> _REQUIRED ACTION_
Produce a verbatim copy of the data below that contains no pictures.

> _SOURCE DATA_
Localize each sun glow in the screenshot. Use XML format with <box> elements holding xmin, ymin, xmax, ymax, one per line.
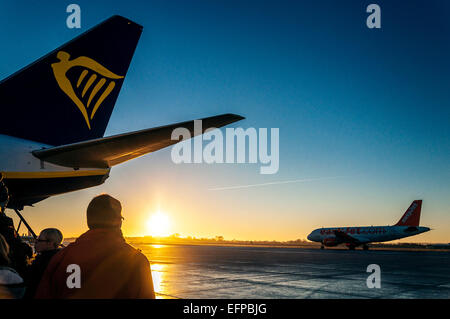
<box><xmin>147</xmin><ymin>211</ymin><xmax>170</xmax><ymax>237</ymax></box>
<box><xmin>151</xmin><ymin>263</ymin><xmax>166</xmax><ymax>298</ymax></box>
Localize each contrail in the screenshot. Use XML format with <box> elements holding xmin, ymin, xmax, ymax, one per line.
<box><xmin>209</xmin><ymin>176</ymin><xmax>347</xmax><ymax>191</ymax></box>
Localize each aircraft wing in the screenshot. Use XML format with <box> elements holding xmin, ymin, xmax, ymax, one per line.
<box><xmin>333</xmin><ymin>230</ymin><xmax>362</xmax><ymax>244</ymax></box>
<box><xmin>32</xmin><ymin>113</ymin><xmax>244</xmax><ymax>169</ymax></box>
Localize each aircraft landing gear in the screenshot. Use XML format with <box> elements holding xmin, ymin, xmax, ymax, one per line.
<box><xmin>14</xmin><ymin>209</ymin><xmax>37</xmax><ymax>239</ymax></box>
<box><xmin>320</xmin><ymin>245</ymin><xmax>324</xmax><ymax>250</ymax></box>
<box><xmin>348</xmin><ymin>245</ymin><xmax>356</xmax><ymax>250</ymax></box>
<box><xmin>363</xmin><ymin>244</ymin><xmax>369</xmax><ymax>251</ymax></box>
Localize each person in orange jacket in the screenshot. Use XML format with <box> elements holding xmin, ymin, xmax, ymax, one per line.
<box><xmin>35</xmin><ymin>194</ymin><xmax>155</xmax><ymax>299</ymax></box>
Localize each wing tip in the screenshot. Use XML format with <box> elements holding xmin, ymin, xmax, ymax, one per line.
<box><xmin>223</xmin><ymin>113</ymin><xmax>246</xmax><ymax>122</ymax></box>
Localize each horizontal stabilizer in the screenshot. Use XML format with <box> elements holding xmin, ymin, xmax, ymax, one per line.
<box><xmin>32</xmin><ymin>114</ymin><xmax>244</xmax><ymax>168</ymax></box>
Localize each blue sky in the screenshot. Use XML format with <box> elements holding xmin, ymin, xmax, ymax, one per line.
<box><xmin>0</xmin><ymin>1</ymin><xmax>449</xmax><ymax>241</ymax></box>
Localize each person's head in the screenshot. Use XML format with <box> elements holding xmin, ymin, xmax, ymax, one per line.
<box><xmin>0</xmin><ymin>233</ymin><xmax>10</xmax><ymax>266</ymax></box>
<box><xmin>35</xmin><ymin>228</ymin><xmax>63</xmax><ymax>253</ymax></box>
<box><xmin>87</xmin><ymin>194</ymin><xmax>123</xmax><ymax>230</ymax></box>
<box><xmin>0</xmin><ymin>172</ymin><xmax>9</xmax><ymax>214</ymax></box>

> _RESPONSE BOX_
Localize each sun glow in the screenshot. Use XML format with <box> elements holding xmin, ymin, xmax, ymax, one per line.
<box><xmin>147</xmin><ymin>211</ymin><xmax>170</xmax><ymax>237</ymax></box>
<box><xmin>151</xmin><ymin>263</ymin><xmax>166</xmax><ymax>298</ymax></box>
Localize each contrail in the screenshot. Use XML format with <box> elements holding xmin, ymin, xmax, ymax, one per line.
<box><xmin>209</xmin><ymin>176</ymin><xmax>347</xmax><ymax>191</ymax></box>
Localize each aircraft wing in the screenshot. Use XML format with <box> elements holding xmin, ymin, xmax, ymax, one per line.
<box><xmin>333</xmin><ymin>230</ymin><xmax>362</xmax><ymax>244</ymax></box>
<box><xmin>32</xmin><ymin>113</ymin><xmax>244</xmax><ymax>169</ymax></box>
Localize each aircraft landing gear in the screenshot. Use XML format with <box> elements holding xmin, ymin, xmax, ymax, one per line.
<box><xmin>14</xmin><ymin>209</ymin><xmax>37</xmax><ymax>239</ymax></box>
<box><xmin>320</xmin><ymin>245</ymin><xmax>324</xmax><ymax>250</ymax></box>
<box><xmin>348</xmin><ymin>245</ymin><xmax>356</xmax><ymax>250</ymax></box>
<box><xmin>363</xmin><ymin>244</ymin><xmax>369</xmax><ymax>251</ymax></box>
Localize each person in orange jacket in the screenshot. Use XML format with <box> elements holding xmin, ymin, xmax, ymax, one per line.
<box><xmin>35</xmin><ymin>194</ymin><xmax>155</xmax><ymax>299</ymax></box>
Localize each wing tip in the screenshot. Use XML format with <box> elements holding xmin, ymin, xmax, ymax, one per line.
<box><xmin>223</xmin><ymin>113</ymin><xmax>246</xmax><ymax>122</ymax></box>
Localize each horizontal stabilizer in the screenshot. Use XML format with <box> elements holding xmin, ymin, xmax, ymax, one per line.
<box><xmin>32</xmin><ymin>114</ymin><xmax>244</xmax><ymax>168</ymax></box>
Localize each blue sky in the screenshot. Use XML format with <box> elements holding xmin, ymin, xmax, ymax, one per line.
<box><xmin>0</xmin><ymin>1</ymin><xmax>449</xmax><ymax>241</ymax></box>
Localize each person's head in the screenshot. Use XML format with <box> elements holding xmin, ymin, xmax, ymax, one per line.
<box><xmin>0</xmin><ymin>233</ymin><xmax>10</xmax><ymax>266</ymax></box>
<box><xmin>35</xmin><ymin>228</ymin><xmax>63</xmax><ymax>253</ymax></box>
<box><xmin>87</xmin><ymin>194</ymin><xmax>123</xmax><ymax>230</ymax></box>
<box><xmin>0</xmin><ymin>172</ymin><xmax>9</xmax><ymax>214</ymax></box>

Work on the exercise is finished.